-1

For each function f(n) and time t, determine the largest size n of a problem that can be solved in time t,

where f(n)=t sec.

For the above question, I have to solve for f(n)=nlogn that means nlogn=t

how to find out the value of n, from above equation..?

Igniter
  • 565
  • 1
  • 4
  • 13
  • This is not a HW site. Especially not math HW... – shapiro yaacov Sep 07 '15 at 12:49
  • 1
    You need the [Lambert W function](https://en.wikipedia.org/wiki/Lambert_W_function) aka the "product log". – Paul R Sep 07 '15 at 12:50
  • I am doing excercise from my book, it is not HW. I just want to learn how to solve these type of equations.. – Igniter Sep 07 '15 at 13:09
  • 1
    The question has also been discussed [here](http://math.stackexchange.com/questions/211922/how-to-get-value-of-n-if-the-value-of-n-log-n-is-given). – Codor Sep 07 '15 at 13:50
  • @Codor that is not the same equation OP needs to have function on one side not constant (OP is written a bit misleadingly) – Spektre Sep 08 '15 at 06:32
  • @Igniter what do you know about `f(n)`? how do you want to approach this (algebraically (mostly not doable depends on the f(n)),numerically, approximately,...) What are the solution constrains (numbers range,computation time,accuracy) – Spektre Sep 08 '15 at 06:35
  • I'm voting to close this question as off-topic because it seems to be a question of mathematics. – High Performance Mark Sep 08 '15 at 12:22

1 Answers1

0

If it is a programming question, I'd solve it using binary search on n ranging from 1 to t (as low and high in the beginning). If n*log(n) on midvalue exceeds t, bring high to mid else set low to mid and viola.

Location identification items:

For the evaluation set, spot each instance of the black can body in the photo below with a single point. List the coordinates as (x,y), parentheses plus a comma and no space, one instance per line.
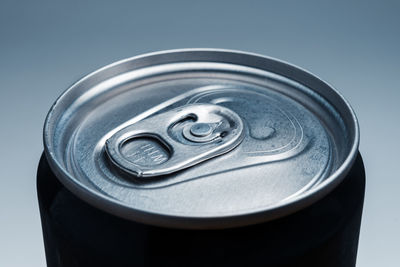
(323,234)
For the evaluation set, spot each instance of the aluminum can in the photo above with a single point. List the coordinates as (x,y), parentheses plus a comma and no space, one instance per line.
(201,157)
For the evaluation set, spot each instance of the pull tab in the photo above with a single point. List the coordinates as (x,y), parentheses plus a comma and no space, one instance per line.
(174,140)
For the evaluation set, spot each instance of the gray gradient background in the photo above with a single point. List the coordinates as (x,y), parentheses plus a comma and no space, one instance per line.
(47,45)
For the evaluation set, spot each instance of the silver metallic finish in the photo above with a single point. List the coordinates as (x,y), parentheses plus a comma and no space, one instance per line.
(299,139)
(155,146)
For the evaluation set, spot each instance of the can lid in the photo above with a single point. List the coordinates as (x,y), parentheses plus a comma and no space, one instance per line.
(201,138)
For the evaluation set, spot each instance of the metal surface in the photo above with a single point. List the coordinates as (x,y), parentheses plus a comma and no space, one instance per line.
(175,140)
(300,138)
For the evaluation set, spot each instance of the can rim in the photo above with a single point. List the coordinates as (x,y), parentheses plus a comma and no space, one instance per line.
(279,209)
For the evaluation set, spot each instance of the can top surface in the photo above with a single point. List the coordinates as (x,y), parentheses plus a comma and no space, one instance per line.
(201,138)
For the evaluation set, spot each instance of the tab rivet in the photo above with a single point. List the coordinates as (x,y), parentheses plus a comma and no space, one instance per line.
(201,129)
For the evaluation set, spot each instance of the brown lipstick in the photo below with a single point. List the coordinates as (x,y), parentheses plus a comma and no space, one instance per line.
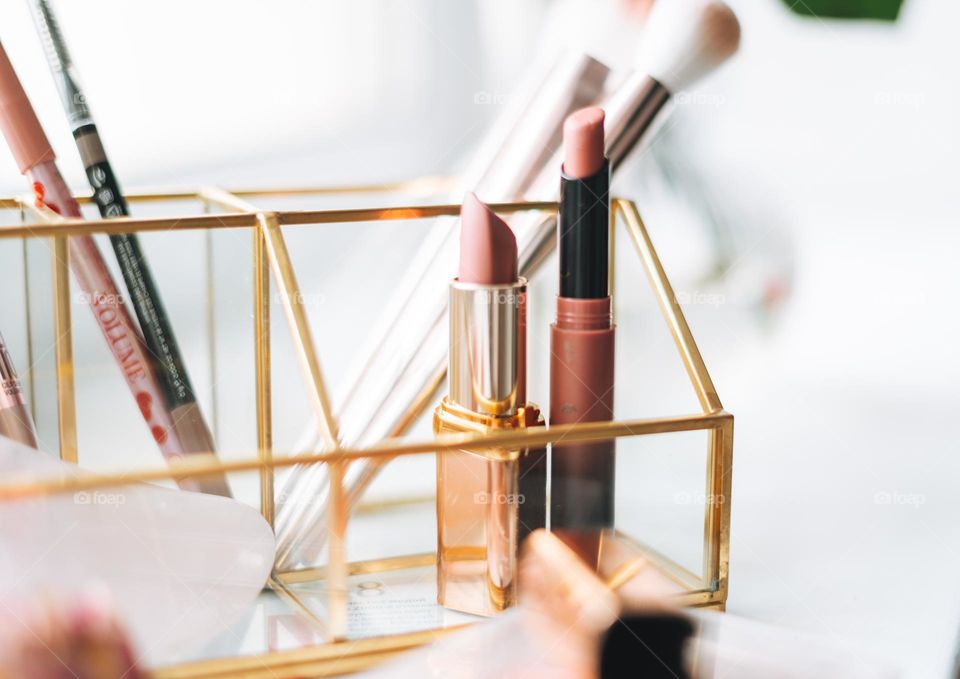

> WORK TO COMPLETE:
[a] Decide whether each statement agrees with the page excerpt: (i) the answer proposes a binary search on n ranging from 1 to t; (ii) Igniter describes the exercise as homework; (iii) High Performance Mark votes to close because the question seems to be about programming. Answer yes or no for each, quoting the deciding words exactly.
[b] Rewrite the stretch of the page excerpt from "For each function" through "from above equation..?", substituting "smallest" for "largest".
The listing bears no relation to the page excerpt.

> ANSWERS GIVEN:
[a]
(i) Yes: "I'd solve it using binary search on n ranging from 1 to t"
(ii) No: "I am doing excercise from my book, it is not HW."
(iii) No: "because it seems to be a question of mathematics"

[b]
For each function f(n) and time t, determine the smallest size n of a problem that can be solved in time t,

where f(n)=t sec.

For the above question, I have to solve for f(n)=nlogn that means nlogn=t

how to find out the value of n, from above equation..?